STATED PROBLEM:
Copy out verbatim every line of the material below, from the line containing "segment: green tablecloth" through the end of the material, keeping both ends and leaving out any pictures.

RECORDS SUPPLIED:
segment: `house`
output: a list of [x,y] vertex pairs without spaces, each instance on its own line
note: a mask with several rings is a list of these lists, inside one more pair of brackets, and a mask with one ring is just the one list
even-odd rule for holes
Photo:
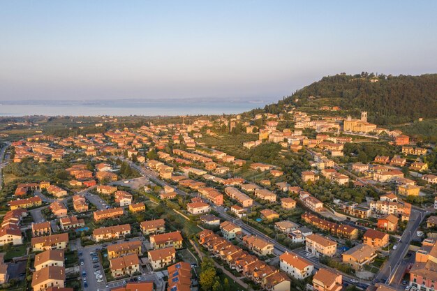
[[392,182],[397,178],[403,178],[403,173],[397,170],[389,170],[373,174],[373,180],[380,183]]
[[314,265],[294,253],[286,252],[279,257],[279,268],[297,280],[313,274]]
[[61,229],[62,230],[69,230],[71,228],[78,228],[85,226],[85,221],[82,218],[77,219],[75,216],[70,217],[64,217],[59,219]]
[[138,240],[110,244],[108,246],[108,258],[110,260],[133,253],[142,255],[141,246],[141,241]]
[[88,211],[88,204],[83,195],[75,195],[73,196],[73,207],[76,212],[84,212]]
[[379,164],[387,164],[390,161],[390,158],[387,156],[376,156],[373,162]]
[[264,218],[269,220],[269,221],[272,221],[274,219],[279,218],[279,214],[274,210],[268,209],[262,209],[260,211],[260,213],[261,214],[262,217],[264,217]]
[[399,185],[397,191],[399,195],[404,196],[419,196],[420,187],[415,185]]
[[215,205],[221,206],[223,203],[223,195],[214,188],[204,187],[198,190],[198,193],[207,200]]
[[292,230],[287,234],[287,236],[294,244],[302,244],[305,242],[306,237],[311,235],[313,231],[306,227],[299,227],[295,230]]
[[168,273],[168,290],[189,291],[191,286],[191,266],[185,262],[179,262],[167,268]]
[[140,272],[140,259],[136,253],[111,259],[110,269],[114,278],[132,276]]
[[96,228],[93,230],[93,237],[96,241],[119,239],[127,234],[131,234],[131,225],[129,224]]
[[246,216],[246,209],[239,205],[232,205],[230,207],[230,211],[235,214],[239,218]]
[[297,227],[299,225],[289,221],[278,221],[274,223],[274,228],[284,233],[291,232]]
[[243,242],[247,246],[249,251],[258,255],[267,255],[273,254],[274,245],[255,235],[246,235],[243,237]]
[[314,182],[318,180],[318,177],[316,173],[313,172],[302,172],[302,178],[304,182],[312,181]]
[[[427,174],[422,176],[422,179],[425,180],[427,182],[431,184],[437,184],[437,176],[431,174]],[[11,207],[12,209],[12,207]]]
[[378,218],[378,228],[389,232],[395,232],[399,218],[393,214],[387,214]]
[[389,239],[388,234],[369,228],[363,236],[363,242],[375,248],[383,248],[388,246]]
[[8,272],[8,264],[5,264],[4,255],[6,253],[0,253],[0,284],[4,284],[9,281],[9,272]]
[[343,262],[350,265],[355,270],[362,269],[377,257],[375,248],[368,244],[357,244],[341,255]]
[[320,234],[313,234],[306,237],[305,249],[317,257],[332,257],[336,252],[337,243]]
[[95,167],[96,167],[96,170],[97,170],[98,172],[101,172],[101,171],[108,172],[108,171],[112,170],[112,167],[111,167],[110,165],[105,164],[103,163],[101,163],[96,165]]
[[149,262],[154,270],[158,270],[176,262],[176,249],[170,247],[149,251]]
[[100,221],[103,219],[117,218],[124,214],[124,210],[121,207],[110,208],[109,209],[97,210],[94,212],[94,221]]
[[56,217],[65,217],[67,216],[67,207],[62,202],[55,201],[50,204],[50,210]]
[[424,241],[415,253],[415,261],[410,269],[410,286],[424,291],[435,290],[437,281],[437,244]]
[[290,197],[281,198],[281,206],[284,209],[294,209],[296,208],[296,200]]
[[358,237],[358,229],[353,226],[321,219],[309,212],[302,214],[301,218],[306,223],[309,223],[321,230],[328,231],[337,237],[346,237],[348,239],[355,239]]
[[340,291],[342,288],[343,276],[327,269],[320,268],[313,277],[315,291]]
[[172,246],[176,249],[182,248],[182,235],[179,231],[154,234],[150,237],[150,246],[154,249]]
[[302,191],[299,197],[306,207],[309,208],[314,212],[318,212],[323,209],[323,202],[309,194],[308,192]]
[[220,218],[212,214],[205,214],[200,216],[200,222],[207,225],[220,225]]
[[209,205],[205,202],[191,202],[186,204],[186,210],[193,215],[202,214],[209,211]]
[[394,137],[394,144],[396,145],[405,145],[410,143],[410,137],[407,135],[398,135]]
[[34,291],[45,291],[50,288],[65,287],[65,268],[60,266],[48,266],[32,274],[31,286]]
[[413,171],[424,172],[428,170],[428,164],[426,163],[414,162],[408,168]]
[[399,156],[394,156],[392,160],[390,160],[390,165],[403,167],[407,163],[407,160],[405,158],[401,158]]
[[129,205],[129,211],[133,213],[145,211],[146,205],[143,202],[131,204]]
[[276,195],[267,189],[256,189],[255,191],[255,197],[272,203],[276,201]]
[[47,250],[35,255],[35,270],[39,271],[49,266],[65,267],[64,250]]
[[52,234],[52,226],[50,221],[40,223],[32,223],[32,235],[39,237]]
[[45,237],[34,237],[31,241],[31,244],[34,252],[50,249],[63,250],[68,244],[68,234],[61,233],[47,235]]
[[238,235],[242,234],[242,228],[231,223],[230,221],[223,221],[220,224],[220,230],[223,237],[228,241],[234,240]]
[[427,227],[435,227],[436,225],[437,225],[437,216],[432,215],[427,220]]
[[339,185],[346,185],[349,182],[349,177],[340,173],[334,173],[331,176],[331,181]]
[[126,284],[125,286],[118,287],[115,289],[112,289],[112,290],[114,291],[154,291],[154,283],[153,282],[136,282],[136,283],[129,282],[127,284]]
[[38,196],[34,196],[26,199],[19,199],[9,202],[10,210],[15,210],[19,208],[36,207],[38,206],[41,206],[42,204],[43,200]]
[[[255,191],[254,189],[253,191]],[[225,188],[225,194],[229,196],[231,199],[237,200],[243,207],[250,207],[253,204],[253,200],[239,191],[238,189],[234,187]]]
[[61,187],[58,187],[56,185],[50,185],[47,187],[47,192],[49,194],[52,195],[57,198],[61,198],[62,197],[67,195],[67,191],[61,188]]
[[132,204],[132,194],[126,191],[118,191],[114,193],[115,202],[120,207],[128,206]]
[[140,225],[141,231],[145,235],[164,233],[165,232],[165,221],[163,219],[142,221]]
[[97,193],[101,194],[111,195],[117,191],[117,187],[112,186],[98,185],[97,186]]
[[352,165],[352,170],[358,173],[362,173],[369,170],[369,165],[362,163],[354,163]]
[[101,182],[103,180],[114,182],[118,179],[117,174],[108,171],[97,172],[96,173],[96,178]]

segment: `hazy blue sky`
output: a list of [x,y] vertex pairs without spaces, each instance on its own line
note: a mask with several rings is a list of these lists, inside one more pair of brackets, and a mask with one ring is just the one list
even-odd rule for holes
[[437,73],[436,15],[431,0],[3,0],[0,100],[274,100],[337,73]]

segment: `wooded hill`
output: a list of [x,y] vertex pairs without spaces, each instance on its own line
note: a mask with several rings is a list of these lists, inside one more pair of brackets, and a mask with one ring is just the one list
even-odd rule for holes
[[357,117],[360,110],[366,110],[369,121],[378,124],[435,118],[437,74],[392,76],[362,73],[324,77],[278,103],[266,106],[265,110],[276,113],[284,105],[310,110],[320,106],[340,106]]

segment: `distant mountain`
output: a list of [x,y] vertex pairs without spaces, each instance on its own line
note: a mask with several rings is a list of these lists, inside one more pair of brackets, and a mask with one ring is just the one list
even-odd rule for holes
[[321,106],[339,106],[357,114],[366,110],[369,120],[378,124],[435,118],[437,74],[392,76],[362,73],[324,77],[279,103],[266,106],[265,110],[278,110],[287,104],[309,110]]

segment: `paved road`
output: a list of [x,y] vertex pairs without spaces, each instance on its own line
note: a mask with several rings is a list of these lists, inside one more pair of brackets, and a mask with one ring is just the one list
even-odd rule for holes
[[397,244],[396,250],[392,251],[388,260],[385,262],[379,273],[376,274],[373,283],[384,282],[390,283],[393,278],[393,274],[397,271],[401,261],[406,254],[408,246],[413,236],[415,234],[419,225],[424,218],[426,212],[418,209],[412,209],[410,215],[410,221],[401,237],[401,241]]
[[[156,183],[160,185],[160,186],[165,186],[165,185],[168,185],[166,182],[161,180],[159,179],[159,177],[157,177],[157,175],[152,172],[150,170],[148,169],[145,169],[142,167],[138,166],[138,165],[134,164],[133,163],[128,161],[128,160],[125,160],[126,162],[129,163],[129,164],[131,165],[131,167],[133,167],[133,168],[135,168],[135,170],[137,170],[140,173],[141,173],[143,175],[147,176],[149,178],[153,179],[154,181],[156,181]],[[170,186],[170,185],[169,185]],[[173,186],[172,186],[173,187]],[[175,188],[175,187],[173,187]],[[179,195],[190,195],[188,193],[184,192],[179,189],[178,189],[177,188],[176,188],[175,189],[175,191]],[[215,205],[212,205],[212,206],[215,211],[216,211],[217,212],[218,212],[223,217],[225,218],[226,219],[229,220],[229,221],[233,221],[233,222],[238,225],[239,226],[240,226],[242,227],[242,229],[245,232],[247,232],[249,234],[255,234],[257,235],[260,237],[262,237],[262,239],[271,242],[272,244],[274,244],[274,253],[276,255],[281,255],[282,253],[288,251],[292,251],[290,249],[286,248],[285,246],[283,246],[283,245],[281,245],[281,244],[278,243],[276,241],[275,241],[273,239],[271,239],[269,237],[265,235],[264,233],[260,232],[259,230],[258,230],[255,228],[253,228],[248,225],[246,225],[246,223],[244,223],[241,219],[239,218],[235,218],[234,217],[231,217],[230,216],[228,216],[225,211],[224,211],[224,208],[223,207],[217,207]],[[318,264],[318,261],[317,262],[313,262],[314,265],[316,267],[317,267],[317,269],[320,268],[320,264]],[[323,267],[326,267],[325,266],[323,266]],[[343,274],[343,278],[347,282],[350,282],[350,280],[354,279],[355,278],[351,277],[351,276],[348,276],[346,275]],[[366,287],[369,286],[369,284],[367,283],[363,283],[364,285],[365,285]]]
[[41,211],[46,207],[47,207],[47,206],[36,208],[29,211],[29,212],[30,212],[30,215],[32,216],[32,218],[34,218],[34,222],[35,223],[42,223],[44,221],[44,216],[43,216]]
[[3,184],[3,174],[1,170],[3,167],[7,165],[7,163],[4,162],[5,151],[6,149],[10,145],[10,142],[5,142],[5,144],[0,149],[0,189],[1,189],[1,185]]

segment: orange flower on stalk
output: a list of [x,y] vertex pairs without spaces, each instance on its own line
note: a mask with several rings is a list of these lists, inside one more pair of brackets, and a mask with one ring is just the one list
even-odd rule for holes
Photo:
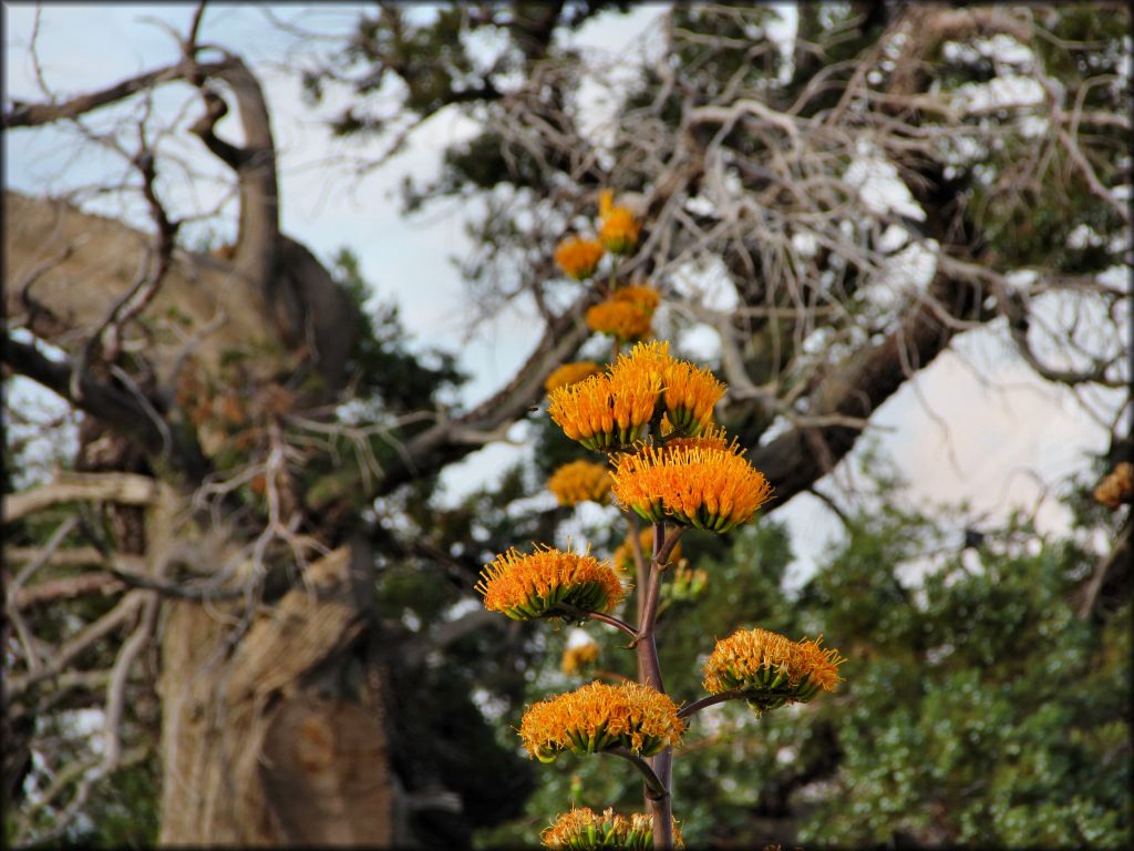
[[593,376],[599,371],[599,364],[594,361],[574,361],[572,363],[565,363],[561,366],[557,366],[548,376],[548,379],[543,382],[543,389],[551,393],[557,387],[566,387],[567,385],[573,385],[576,381],[582,381],[589,376]]
[[637,245],[641,226],[625,207],[615,207],[615,193],[603,189],[599,196],[599,241],[612,254],[629,254]]
[[528,707],[519,736],[531,756],[551,762],[567,750],[598,753],[626,748],[649,757],[680,743],[684,730],[668,696],[634,682],[595,681]]
[[[666,431],[668,420],[662,420],[661,430]],[[672,427],[670,426],[670,429]],[[670,431],[670,433],[672,433]],[[726,450],[731,444],[723,428],[705,427],[705,430],[696,437],[674,437],[666,440],[662,446],[663,452],[676,452],[677,449],[719,449]]]
[[653,287],[620,287],[604,302],[587,309],[586,325],[592,331],[623,342],[641,339],[650,335],[650,320],[660,303],[661,295]]
[[572,440],[587,449],[629,446],[653,418],[661,379],[650,374],[591,376],[551,391],[548,413]]
[[[540,834],[544,848],[561,851],[598,851],[627,849],[650,851],[653,848],[653,817],[645,812],[619,816],[611,807],[601,814],[590,807],[561,812],[555,824]],[[685,840],[674,819],[674,848],[684,849]]]
[[551,474],[548,490],[556,495],[560,505],[576,505],[587,500],[604,503],[610,494],[610,473],[602,464],[572,461]]
[[742,689],[758,713],[785,703],[803,703],[819,692],[835,691],[838,650],[815,641],[792,641],[769,630],[737,630],[717,642],[705,662],[704,688],[711,694]]
[[[649,562],[653,557],[653,528],[646,526],[638,532],[638,546],[642,548],[642,557]],[[631,536],[626,536],[610,556],[615,570],[626,575],[633,576],[637,573],[637,565],[634,563],[634,542]],[[669,550],[669,564],[678,564],[682,561],[682,545],[676,544]],[[668,585],[662,587],[662,592]]]
[[572,617],[572,609],[606,612],[626,596],[609,564],[550,547],[528,555],[511,548],[498,555],[474,587],[484,597],[484,608],[513,621]]
[[556,262],[575,280],[585,280],[594,275],[603,253],[602,243],[598,239],[570,236],[556,248]]
[[565,648],[562,659],[559,662],[559,669],[565,674],[577,674],[582,668],[593,665],[598,660],[599,644],[589,641],[585,644]]
[[735,441],[728,449],[648,446],[621,456],[611,478],[618,502],[651,523],[714,532],[746,523],[772,494]]

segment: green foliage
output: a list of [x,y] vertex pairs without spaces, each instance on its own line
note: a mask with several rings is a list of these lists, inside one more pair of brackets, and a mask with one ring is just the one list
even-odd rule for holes
[[[979,549],[960,550],[960,508],[912,508],[885,467],[874,487],[869,509],[796,592],[784,588],[792,550],[775,521],[725,540],[683,539],[709,583],[659,623],[675,698],[702,693],[703,655],[738,626],[822,632],[848,658],[835,694],[813,703],[759,717],[728,703],[696,716],[675,760],[687,840],[1126,846],[1131,604],[1101,622],[1076,614],[1084,562],[1097,558],[1076,542],[1082,528],[1044,537],[1014,515],[983,530]],[[1092,519],[1097,530],[1115,523]],[[601,646],[598,671],[560,673],[569,633],[551,632],[528,702],[596,673],[634,675],[620,634],[585,629]],[[508,722],[519,715],[514,707]],[[641,809],[618,760],[567,768],[541,773],[526,815],[479,842],[530,842],[568,800]]]

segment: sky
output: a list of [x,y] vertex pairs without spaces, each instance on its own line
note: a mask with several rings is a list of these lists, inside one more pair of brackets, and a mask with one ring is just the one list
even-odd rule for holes
[[[349,30],[359,8],[274,7],[281,18],[302,18],[331,33]],[[792,7],[778,8],[785,9],[782,34],[790,37]],[[57,92],[74,94],[168,64],[176,45],[146,18],[180,33],[192,11],[193,6],[180,3],[48,5],[39,36],[44,76]],[[660,11],[657,5],[637,6],[627,16],[592,22],[573,37],[598,60],[611,60],[648,45],[644,36]],[[8,2],[3,15],[6,96],[41,100],[27,51],[34,7]],[[431,174],[441,151],[468,137],[473,125],[442,113],[422,128],[404,154],[382,170],[357,178],[329,165],[342,153],[359,151],[332,140],[319,116],[304,106],[298,75],[288,58],[291,41],[266,26],[257,8],[210,7],[202,40],[231,45],[261,73],[280,151],[284,229],[324,260],[342,246],[355,251],[364,277],[375,284],[376,296],[397,302],[416,342],[460,353],[462,364],[474,377],[463,391],[466,404],[475,404],[503,385],[535,344],[538,323],[532,317],[503,312],[466,340],[467,296],[450,259],[467,246],[460,209],[450,204],[406,220],[399,216],[396,195],[405,175]],[[191,95],[187,90],[180,95],[174,92],[161,106],[177,109]],[[88,154],[74,158],[73,142],[53,129],[6,136],[3,178],[11,188],[41,194],[65,188],[110,162]],[[174,141],[170,145],[186,159],[195,157]],[[198,161],[206,162],[194,160]],[[880,177],[877,168],[864,165],[862,180],[885,182],[885,174]],[[194,186],[204,197],[215,194],[209,179],[196,180]],[[891,197],[900,207],[900,192]],[[515,427],[510,437],[522,443],[524,429]],[[874,432],[912,481],[915,499],[967,499],[974,516],[985,513],[989,517],[1004,516],[1012,506],[1039,504],[1040,526],[1049,530],[1065,523],[1051,488],[1082,467],[1083,452],[1106,447],[1105,431],[1075,398],[1064,388],[1032,378],[1004,344],[1002,335],[995,332],[966,335],[955,352],[943,354],[909,381],[879,412]],[[448,497],[459,498],[524,452],[523,446],[493,446],[475,453],[447,471]],[[829,482],[824,488],[837,492]],[[838,534],[838,523],[807,495],[796,497],[776,516],[787,521],[793,532],[797,551],[793,572],[799,579]]]

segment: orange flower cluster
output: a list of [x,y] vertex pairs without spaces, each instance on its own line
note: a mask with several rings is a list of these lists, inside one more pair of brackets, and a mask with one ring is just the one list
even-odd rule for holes
[[653,312],[660,302],[661,296],[653,287],[623,287],[610,298],[587,309],[586,327],[620,342],[642,339],[650,336]]
[[[650,554],[653,553],[652,526],[646,526],[638,532],[638,546],[642,547],[642,557],[649,561]],[[618,548],[610,556],[610,561],[613,563],[616,571],[620,571],[631,576],[637,573],[637,566],[634,564],[634,545],[629,536],[626,536],[623,542],[618,545]],[[682,545],[676,544],[669,551],[669,563],[677,564],[680,561]]]
[[619,355],[604,373],[552,390],[548,413],[587,449],[611,449],[633,445],[661,413],[678,435],[697,435],[723,394],[711,372],[675,360],[668,343],[654,340]]
[[651,320],[651,314],[643,312],[636,304],[612,298],[586,309],[586,327],[620,343],[649,337],[653,330]]
[[572,363],[565,363],[552,370],[551,374],[548,376],[547,381],[543,382],[543,389],[551,393],[557,387],[566,387],[567,385],[573,385],[576,381],[582,381],[584,378],[593,376],[598,371],[599,364],[594,361],[574,361]]
[[641,437],[660,396],[660,377],[600,373],[552,390],[548,413],[572,440],[587,449],[610,449]]
[[[629,817],[619,816],[610,807],[598,814],[590,807],[573,808],[561,812],[540,839],[544,848],[561,851],[592,851],[619,849],[651,851],[653,849],[653,818],[645,812]],[[674,848],[684,849],[685,840],[674,819]]]
[[565,674],[576,674],[587,665],[593,665],[599,660],[599,646],[589,641],[585,644],[575,644],[564,650],[564,657],[559,663],[559,669]]
[[743,689],[756,711],[806,702],[820,689],[835,691],[838,666],[846,662],[821,641],[821,635],[792,641],[768,630],[737,630],[718,641],[705,662],[704,688],[712,694]]
[[626,596],[618,575],[590,555],[550,547],[522,555],[515,548],[484,566],[475,585],[484,608],[514,621],[570,617],[570,609],[604,612]]
[[625,207],[615,207],[615,193],[603,189],[599,197],[599,241],[612,254],[629,254],[637,245],[641,226]]
[[556,248],[556,262],[575,280],[585,280],[594,275],[603,253],[602,243],[598,239],[570,236]]
[[[662,422],[662,431],[665,431],[666,422]],[[672,429],[672,427],[670,427]],[[731,444],[728,441],[728,436],[725,433],[722,428],[713,428],[712,426],[706,426],[704,431],[700,432],[696,437],[675,437],[666,441],[663,448],[667,452],[674,452],[676,449],[728,449]]]
[[602,464],[572,461],[551,474],[548,490],[556,495],[559,505],[577,505],[589,499],[602,503],[610,494],[610,473]]
[[618,460],[613,492],[641,517],[726,532],[752,519],[772,488],[738,450],[644,447]]
[[611,748],[649,757],[680,742],[685,724],[666,694],[634,682],[593,682],[528,707],[519,725],[527,752],[551,762],[566,750],[598,753]]

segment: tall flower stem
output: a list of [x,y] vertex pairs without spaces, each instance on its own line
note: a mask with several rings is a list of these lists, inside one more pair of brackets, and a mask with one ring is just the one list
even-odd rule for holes
[[[661,680],[661,664],[658,659],[658,642],[655,627],[658,621],[658,600],[661,596],[662,573],[669,561],[669,554],[677,546],[684,530],[675,529],[666,537],[666,524],[653,524],[653,554],[650,559],[649,579],[644,590],[644,603],[638,620],[637,658],[638,679],[642,683],[665,694],[666,686]],[[643,563],[645,559],[642,559]],[[641,579],[641,578],[640,578]],[[653,758],[653,772],[661,783],[661,790],[646,785],[645,797],[653,816],[654,849],[671,849],[674,846],[674,799],[670,794],[674,776],[674,749],[666,748]]]

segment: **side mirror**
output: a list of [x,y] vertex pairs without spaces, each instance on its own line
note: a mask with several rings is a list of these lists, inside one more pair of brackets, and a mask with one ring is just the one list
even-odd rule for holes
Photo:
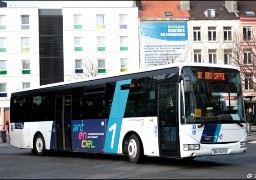
[[191,92],[191,77],[187,74],[182,76],[184,82],[184,92],[190,93]]

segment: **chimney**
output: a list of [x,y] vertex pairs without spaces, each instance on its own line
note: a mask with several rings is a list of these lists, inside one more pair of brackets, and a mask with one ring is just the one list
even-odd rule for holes
[[190,2],[189,0],[180,0],[179,1],[180,4],[180,10],[184,11],[184,10],[190,10]]
[[138,7],[138,10],[141,11],[142,10],[141,0],[133,1],[133,7]]
[[205,12],[204,12],[204,15],[206,17],[215,17],[215,9],[207,9]]
[[2,7],[7,7],[7,3],[2,2],[2,0],[0,0],[0,8],[2,8]]
[[237,12],[237,1],[226,0],[225,6],[226,6],[228,12],[230,12],[230,13]]

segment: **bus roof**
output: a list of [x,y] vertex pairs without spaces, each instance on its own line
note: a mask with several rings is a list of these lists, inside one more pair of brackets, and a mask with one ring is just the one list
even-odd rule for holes
[[193,62],[178,62],[178,63],[172,63],[172,64],[167,64],[167,65],[159,65],[159,66],[141,68],[141,69],[137,69],[135,71],[130,71],[130,72],[127,72],[127,73],[122,73],[122,74],[107,74],[107,75],[104,75],[104,76],[96,76],[96,77],[78,79],[78,80],[73,80],[73,81],[46,84],[46,85],[38,86],[38,87],[35,87],[35,88],[27,88],[27,89],[17,90],[17,91],[14,91],[12,93],[26,92],[26,91],[36,90],[36,89],[44,89],[44,88],[48,88],[48,87],[57,87],[57,86],[62,86],[62,85],[93,81],[93,80],[97,80],[97,79],[108,79],[108,78],[111,78],[111,77],[119,77],[119,76],[125,76],[125,75],[130,75],[130,74],[141,73],[141,72],[150,72],[150,71],[155,71],[155,70],[168,69],[168,68],[171,68],[171,67],[179,67],[181,69],[184,66],[217,67],[217,68],[236,69],[236,70],[240,71],[239,67],[233,66],[233,65],[193,63]]

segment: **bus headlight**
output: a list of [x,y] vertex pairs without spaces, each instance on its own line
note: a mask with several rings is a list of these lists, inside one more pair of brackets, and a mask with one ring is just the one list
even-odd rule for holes
[[183,150],[184,151],[193,151],[193,150],[199,150],[200,144],[183,144]]
[[246,142],[245,141],[240,142],[240,148],[246,148]]

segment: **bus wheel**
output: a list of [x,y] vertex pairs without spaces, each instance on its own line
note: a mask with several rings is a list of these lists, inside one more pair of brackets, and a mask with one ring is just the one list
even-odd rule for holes
[[127,146],[127,154],[130,162],[138,163],[142,160],[141,144],[136,135],[132,134]]
[[34,149],[36,154],[38,155],[45,154],[45,143],[44,143],[44,138],[41,134],[36,136]]

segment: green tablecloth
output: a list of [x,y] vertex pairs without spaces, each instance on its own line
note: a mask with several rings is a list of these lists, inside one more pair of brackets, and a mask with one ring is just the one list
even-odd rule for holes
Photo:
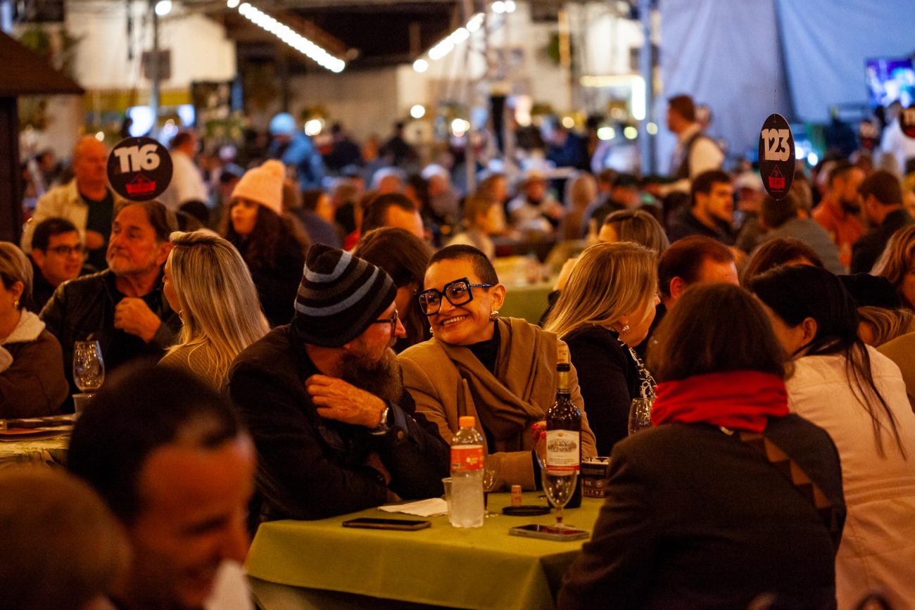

OUTPUT:
segment: green tablecloth
output: a list of [x,y] vertex pairs without spaces, each instance on its own line
note: a mask with several rings is a list of these lists, inside one more pair of brackets, and a mask with one ring is just the one list
even-odd rule for holes
Photo:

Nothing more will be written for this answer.